* Work to do *
Repeat each entry in full, exactly.

* Data for this exercise *
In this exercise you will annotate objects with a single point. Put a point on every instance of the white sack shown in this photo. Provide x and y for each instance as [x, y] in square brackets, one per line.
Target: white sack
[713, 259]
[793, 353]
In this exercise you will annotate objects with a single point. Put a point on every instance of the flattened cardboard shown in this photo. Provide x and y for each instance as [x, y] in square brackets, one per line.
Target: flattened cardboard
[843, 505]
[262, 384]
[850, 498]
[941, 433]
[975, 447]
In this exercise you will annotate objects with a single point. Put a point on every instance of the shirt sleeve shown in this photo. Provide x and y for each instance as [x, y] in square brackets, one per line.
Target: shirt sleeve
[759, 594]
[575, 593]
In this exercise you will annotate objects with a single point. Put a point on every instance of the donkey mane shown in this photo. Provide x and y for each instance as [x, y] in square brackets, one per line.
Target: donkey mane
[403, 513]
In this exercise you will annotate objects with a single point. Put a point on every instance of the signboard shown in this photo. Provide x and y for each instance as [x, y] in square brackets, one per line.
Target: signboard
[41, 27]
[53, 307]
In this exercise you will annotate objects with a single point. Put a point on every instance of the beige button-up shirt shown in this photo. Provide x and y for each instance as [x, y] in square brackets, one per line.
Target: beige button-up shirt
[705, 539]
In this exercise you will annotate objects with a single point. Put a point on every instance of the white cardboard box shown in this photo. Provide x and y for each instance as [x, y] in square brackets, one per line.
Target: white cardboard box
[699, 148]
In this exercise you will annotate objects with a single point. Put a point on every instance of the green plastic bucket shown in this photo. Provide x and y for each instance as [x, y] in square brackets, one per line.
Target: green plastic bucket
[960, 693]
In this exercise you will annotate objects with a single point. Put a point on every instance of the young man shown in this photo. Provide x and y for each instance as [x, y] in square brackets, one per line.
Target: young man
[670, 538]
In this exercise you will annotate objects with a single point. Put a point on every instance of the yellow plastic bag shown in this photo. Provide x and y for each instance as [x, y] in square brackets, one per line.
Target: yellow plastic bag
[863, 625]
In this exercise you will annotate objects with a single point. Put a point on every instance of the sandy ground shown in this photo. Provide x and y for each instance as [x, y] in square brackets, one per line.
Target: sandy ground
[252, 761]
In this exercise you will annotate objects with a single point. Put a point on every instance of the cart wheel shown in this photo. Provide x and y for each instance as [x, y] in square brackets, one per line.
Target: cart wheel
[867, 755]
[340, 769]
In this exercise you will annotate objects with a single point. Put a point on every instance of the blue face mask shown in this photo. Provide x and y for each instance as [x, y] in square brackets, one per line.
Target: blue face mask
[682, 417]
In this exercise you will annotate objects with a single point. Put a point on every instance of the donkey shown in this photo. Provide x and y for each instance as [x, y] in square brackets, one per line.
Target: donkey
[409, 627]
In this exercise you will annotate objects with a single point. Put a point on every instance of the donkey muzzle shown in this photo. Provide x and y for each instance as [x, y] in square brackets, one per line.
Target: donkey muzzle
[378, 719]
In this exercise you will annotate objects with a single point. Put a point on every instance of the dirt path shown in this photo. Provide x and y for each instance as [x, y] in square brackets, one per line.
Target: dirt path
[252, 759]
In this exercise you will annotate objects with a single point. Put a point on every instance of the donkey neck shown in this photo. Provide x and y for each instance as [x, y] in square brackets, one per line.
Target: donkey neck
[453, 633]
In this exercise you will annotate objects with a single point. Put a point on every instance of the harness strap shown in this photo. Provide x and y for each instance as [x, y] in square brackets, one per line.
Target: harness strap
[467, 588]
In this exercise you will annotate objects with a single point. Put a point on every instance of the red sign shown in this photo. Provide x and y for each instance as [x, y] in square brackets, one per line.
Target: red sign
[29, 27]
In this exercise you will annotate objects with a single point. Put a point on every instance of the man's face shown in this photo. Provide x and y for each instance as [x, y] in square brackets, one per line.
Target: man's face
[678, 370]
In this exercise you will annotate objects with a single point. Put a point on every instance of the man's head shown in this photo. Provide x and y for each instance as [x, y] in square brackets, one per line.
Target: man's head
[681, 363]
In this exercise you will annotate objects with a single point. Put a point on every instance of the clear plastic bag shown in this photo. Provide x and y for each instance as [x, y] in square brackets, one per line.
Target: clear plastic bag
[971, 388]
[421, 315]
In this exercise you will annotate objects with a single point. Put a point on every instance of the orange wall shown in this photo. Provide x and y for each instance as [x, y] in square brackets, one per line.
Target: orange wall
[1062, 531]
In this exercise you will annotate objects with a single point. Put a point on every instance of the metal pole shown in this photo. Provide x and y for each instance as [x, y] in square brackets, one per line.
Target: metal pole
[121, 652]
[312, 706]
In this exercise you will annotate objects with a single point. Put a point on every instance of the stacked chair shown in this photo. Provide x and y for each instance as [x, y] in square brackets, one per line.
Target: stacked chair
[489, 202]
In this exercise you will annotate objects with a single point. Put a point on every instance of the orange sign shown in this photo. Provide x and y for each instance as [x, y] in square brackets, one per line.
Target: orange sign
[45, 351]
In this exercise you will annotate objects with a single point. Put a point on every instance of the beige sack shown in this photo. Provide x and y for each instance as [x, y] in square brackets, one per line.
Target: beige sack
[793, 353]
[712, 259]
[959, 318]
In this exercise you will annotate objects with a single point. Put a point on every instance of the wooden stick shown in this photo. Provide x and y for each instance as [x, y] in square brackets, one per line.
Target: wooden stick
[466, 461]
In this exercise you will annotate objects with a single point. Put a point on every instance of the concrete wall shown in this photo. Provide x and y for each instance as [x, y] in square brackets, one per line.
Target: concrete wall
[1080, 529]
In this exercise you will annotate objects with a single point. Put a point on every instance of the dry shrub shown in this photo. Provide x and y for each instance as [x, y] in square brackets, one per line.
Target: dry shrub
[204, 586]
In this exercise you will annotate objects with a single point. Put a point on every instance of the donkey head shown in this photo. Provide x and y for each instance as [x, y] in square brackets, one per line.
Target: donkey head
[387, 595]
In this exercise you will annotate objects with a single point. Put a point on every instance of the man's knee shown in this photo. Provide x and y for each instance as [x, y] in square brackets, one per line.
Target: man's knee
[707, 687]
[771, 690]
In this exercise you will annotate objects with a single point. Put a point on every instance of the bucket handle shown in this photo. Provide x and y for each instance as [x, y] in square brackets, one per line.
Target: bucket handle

* Complete output *
In this exercise you will annotate objects with a single point. Put a point on every instance of the white sack shown in this photo. Provide x and y for each instance as [x, y] in square brackets, one per line.
Target: white sack
[713, 259]
[793, 353]
In this exercise you will annotate objects with a single point. Put a point on every instance of the flattened cardboard shown in this photo. Provide x and y for each instance as [x, y] in square brackets, one per line.
Target: flattened cardboard
[843, 505]
[262, 384]
[850, 498]
[941, 433]
[975, 447]
In this exercise you will annotate objects with a single point. Put a point on every instance of the shirt sleeve shown in this photo. Provide x and y for each instance as [x, y] in square brackets, one per line.
Target: shirt sleeve
[759, 594]
[575, 593]
In this exercise you will annotate objects with a single point. Put a point on every instance of the donkey mane shown in this photo. Provide x and y for each instance as [x, y] in square brackets, one per line.
Target: donkey mane
[403, 513]
In this exercise you will annotate objects with a single point. Put a point on every instance of the signboard shown in this photo. Provide x and y for each instance as [x, y] in square brackets, one per line.
Target: signboard
[41, 27]
[53, 307]
In this exercise you will annotate objects with a single point. Put a point on every instance of the beige button-up shirt shown in this photo. Provide x and y for each instance as [x, y] in square brackets, one per line.
Target: beige button-up shirt
[705, 539]
In this exercise you will annotate objects with a single point. Put a point on every instance of the white cardboard box shown in this photo. Provide x and y for each instance as [x, y] in square brackets, one per line.
Target: white cardboard box
[699, 148]
In this exercise you will annotate objects with a single point. Put a point on every instance of the green plastic bucket shown in this photo. Provide x and y for each instance as [x, y] in square brackets, one per line.
Target: green plastic bucket
[960, 693]
In this exercise you will annotate objects with a single point. Put a point on every instance of the young man shown in this photo. Provide x and y for each instance as [x, y] in square brackets, one per line.
Target: young man
[670, 538]
In this exercise you will annotate objects with a single point. Put a point on every instance of the yellow plastic bag shown in this photo. Provide x and y for each instance as [x, y] in square brackets, one per line.
Target: yellow plastic bag
[863, 625]
In this exercise you will annotate objects with a single point. Put a point on every instance of the sandy ground shown in this photo. Provide x and y for each instance as [x, y] in square brackets, one per line.
Target: sandy ground
[252, 761]
In this exercise you will annotate objects with a single point. Put a point on every instance of the cart wheel shown in this photo. Provide x and y for each instance as [x, y] in square brackets, one per line.
Target: cart wheel
[867, 755]
[340, 769]
In this exercise you will annotate objects with a single point. Put a point on every instance of the blue face mask shown in this photo. Provide x and y for each instance as [x, y] in square brackets, one per line.
Target: blue face mask
[682, 417]
In this exercise you will annotate objects with a single point. Put a point on every instance of the donkey shown in this photo. Provide x and y for each instance as [x, y] in square brackets, one per line.
Target: donkey
[409, 627]
In this exercise you will annotate objects with a single point. Put a point on every instance of the donkey muzzle shown in this photo. Provide x and y for each instance as [x, y] in square brackets, one per line.
Target: donkey muzzle
[378, 719]
In this exercise you will annotate objects with a single point. Put a point on every instance of the dirt path shown in this photo. Provide x and y for each instance as [x, y] in square brackets, one per line.
Target: dirt path
[252, 759]
In this exercise you will annotate objects with a single point. Put a point on every instance of the donkey neck shown in this photo. Provide x and y for each instance as [x, y] in square brackets, one per line.
Target: donkey neck
[453, 633]
In this exercise you will annotate objects with a single point. Put a point on every instance of the harness strap shown in this photo. Provide x and y for each instance as [x, y] in square brackets, one per line.
Target: harness strap
[467, 588]
In this exercise you will annotate objects with a single point. Put a point on every instance of the red sign shown in this photo. Provide x and y for each instance as [x, y] in square brackets, one per line.
Target: red sign
[29, 27]
In this exercise you will annotate objects with a single point. Put a point on every instance of the man's face shown in this photo. Provide x and y for each instance as [x, y] in square brackets, one per line.
Target: man's face
[678, 370]
In this exercise you will annotate objects with a single point. Put a point on every instance of the man's head shown in this photo. Provide x and y for each instance as [x, y] in square brackets, one per line.
Target: man's head
[681, 363]
In this exercise you will annotate objects with a single point. Put a point on every instance of the clear plastic bag shown in this photo. Provide x and y for each instance as [x, y] in square brackets, one per line.
Target: clear plastic bag
[971, 388]
[421, 315]
In this exercise you will annotate objects with a single point. Put a point on every instance of the orange wall shown in this photo. Provide x and y for each instance as [x, y] in square brackets, one per line.
Target: orange wall
[1062, 531]
In this exercise you will annotate objects with a single point. Put a point on every instance of the metal pole shown in this photo. Provide x and y for each instance as [x, y] in square brackets, one per line.
Target: metal pole
[121, 652]
[312, 706]
In this exercise you will annotate objects with a single point. Put a point on every instance of the stacked chair shown in this photo. Provide x and y for each instance as [x, y] in square brackets, one per line.
Target: stacked chair
[489, 202]
In this exercise you will annotate objects with a single point. Put a point on every instance of the orange sign shown in this photo. Provide x and y for each instance as [x, y] in square brackets, one per line.
Target: orange sign
[45, 351]
In this exercise you will annotate objects with a single point. Put a point on every instance of the beige sack shown in this photo. Provide x and y for each instance as [x, y] in square brackets, one per line.
Target: beige sack
[793, 353]
[712, 259]
[959, 318]
In this exercise you will annotate objects with a single point. Put a point on every instance of the wooden stick shown in this photo. Provide x and y for each instance as [x, y] in square brackets, one per line.
Target: wooden stick
[466, 461]
In this exercise you will annotate objects with a single point. Put a point on every instance of the concrete wall shown in this photo. Provide x and y for each instance as [x, y] in square brackets, one per line.
Target: concrete wall
[1080, 529]
In this exercise you will annotate objects with a single point. Put a point on every instance of the dry shrub shown in this photo. Provide x and y for each instance as [x, y] in square brackets, one per line.
Target: dry shrub
[204, 586]
In this exercise you will annotate objects with a single point. Put a point on every instance of the donkey head shown in this photo. Provide x and y for each instance as [x, y] in square brackets, one per line.
Target: donkey head
[387, 595]
In this exercise you will annotate objects with a single point. Put a point on every instance of the man's knee shown in this photo. Provide x and y for each instance as [x, y] in square brackets, one per line.
Target: man's knee
[707, 687]
[771, 690]
In this exercise you will annotate objects with a single point. Put a point on every instance of the bucket handle shown in this photo. Provide x and y for each instance as [x, y] in square brackets, one per line.
Target: bucket handle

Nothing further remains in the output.